● Source extract:
* * *

Recipes Weeks 6 & 7

Week 6: An Afternoon Tea in Colonial America


Welsh Rabbit
- from Chowning's Tavern, Colonial Williamsburg
Serves 4 to 6














Ingredients:
1 cup beer
2 teaspoons mustard powder
¼ teaspoon cayenne pepper
1 teaspoon Worcestershire sauce
1½ cups grated Cheddar cheese
2 tablespoons unsalted butter
Salt to taste
4 to 6 tomato slices
8 to 12 slices (½­inch thick), toasted French or Italian bread


Directions:
1. Preheat a broiler. Place the beer, mustard, cayenne and Worcestershire sauce in a saucepan, and heat over medium heat until boiling. Slowly whisk in the cheese, making sure each addition is melted before adding the next. Add the butter, and whisk until smooth. Season with salt to taste, and set aside.
2. Place the tomato slices on the rack of a broiler pan, and broil for 1 minute, or until lightly browned.
3. To serve, place the toast slices on the bottom of an oven­proof gratin dish or in individual gratin dishes. Pour the cheese over the toast, and then top with the tomato slices. Place under the broiler and broil until the cheese is bubbly and brown. Serve immediately.

* * *

● Records:
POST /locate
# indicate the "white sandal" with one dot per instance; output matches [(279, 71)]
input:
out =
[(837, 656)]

* * *

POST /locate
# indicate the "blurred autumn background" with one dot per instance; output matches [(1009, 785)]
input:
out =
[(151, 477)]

* * *

● To be done:
Please quote the Welsh Rabbit recipe word for word, between "3. To serve, place" and "brown. Serve immediately.", inclusive. The rows come from a different source than the Welsh Rabbit recipe.

● Result:
3. To serve, place the toast slices on the bottom of an oven­proof gratin dish or in individual gratin dishes. Pour the cheese over the toast, and then top with the tomato slices. Place under the broiler and broil until the cheese is bubbly and brown. Serve immediately.